TEXT PROVIDED:
------------------------------------

The dual chemistry battery system stores the renewable generation, which is then released under the control of the ADEPT micro-grid manager, to provide optimum commercial benefit from demand management services. This balances the unstable, varied nature of renewable production and provides optimum energy security.
ADEPT is the hub of a smart micro grid that manages energy generators and loads at a local level to stabilise their impact on the national electricity grid. The dual chemistry system combines the fast response of lithium-ion with the endurance of lead-acid batteries under a single battery control system.
Using both battery types provides the best of both worlds, and is a more economical and sustainable solution than using lithium alone.
The project delivered on all set objectives, including performance and cost and is testament to the importance of link ups between industry and universities.
Those objectives were:
- Provide multi-control solutions— combining different generation outputs, balancing the joint generation capacities to supply on-site demand and satisfying grid connection parameters
- Balancing of grid fault levels— enabling renewable energy supply when the grid is at capacity at certain periods and enabling balancing of grid fault levels by increasing/decreasing consumption/generation
- Distribution of power to multiple consumers— using battery storage to isolate individual consumers and allow stand-alone operation based on the available renewable energy and storage capacity
- Grid stability services— as renewable energy slowly replaces conventional power, the system inertia is expected to drop by 70% in 20 years confirming a need for new technologies to enhance the system strength and support of the grid.
- Introduce virtual inertia for grid support
- Include self-protecting properties under abnormal or faulty grid conditions to avoid disconnections
- Enable real-time control of generation supply/demand
- Minimise the need of communication among Distributed Energy Resources (DERs).
- Support seamless integration of DERs and the grid leading to a 25% reduction in unit disconnections
Further EU industrial and research initiatives, such as the European Battery Alliance, Batteries Europe, Batteries 2030+ or IPCEI’s, demonstrate how batteries can work together to reach the energy demands. However, it remains important to share the message that a wide array of energy storage and battery technologies are needed to address the flexibility requirements and support the energy transition and the EU green goals, including lead batteries.

------------------------------------

Collected data:
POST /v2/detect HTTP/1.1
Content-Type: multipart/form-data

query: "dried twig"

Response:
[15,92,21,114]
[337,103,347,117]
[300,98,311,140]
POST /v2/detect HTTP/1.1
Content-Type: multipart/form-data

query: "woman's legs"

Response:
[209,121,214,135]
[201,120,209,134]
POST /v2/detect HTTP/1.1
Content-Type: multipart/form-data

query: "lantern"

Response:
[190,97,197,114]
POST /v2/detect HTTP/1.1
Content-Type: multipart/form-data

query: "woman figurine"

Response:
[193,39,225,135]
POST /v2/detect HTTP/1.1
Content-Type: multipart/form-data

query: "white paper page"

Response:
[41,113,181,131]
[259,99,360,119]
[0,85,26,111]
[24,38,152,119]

------------------------------------

ASSIGNED TASK A: Name every EU industrial and research initiative that the ADEPT micro-grid text mentions.
ASSIGNED TASK B: Carry the ADEPT micro-grid text forward from its final sentence.

TASK RESULT A:
- European Battery Alliance
- Batteries Europe
- Batteries 2030+
- IPCEI’s

TASK RESULT B:
Batteries are essential to the future of energy storage and with each storage application needing specific requirements, it is heartening to see highly promising research and development in next generation battery technology.
According to a joint study, published in 2020 by the International Energy Agency and European Patent Office, patenting activity in batteries and other electricity storage technologies grew at an average annual rate of 14% worldwide between 2005 and 2018.
This is four times faster than the average of all technology fields. The 2019 report from the Global Battery Alliance suggested batteries could enable 30% of the required reductions in carbon emissions in the transport and power sectors and provide access to electricity to 600 million people who have no access.
Significant progress is also being made to store energy at affordable prices and if large manufacturing plants are to consider renewable energy, affordability is key. Energy storage underpins a clean energy future and is an essential component of renewable energy centres.
If policy makers want to solve the problems of climate change and pollution, while moving from a linear to a circular economy, then industries will need a proper deployment of battery technologies and energy storage.
Battery manufacturers and innovators are driving the transition process but the continued investment and support from government as well as a commitment from institutional investors, is essential to accelerate deployment and keep the ambitions of COP26 alive.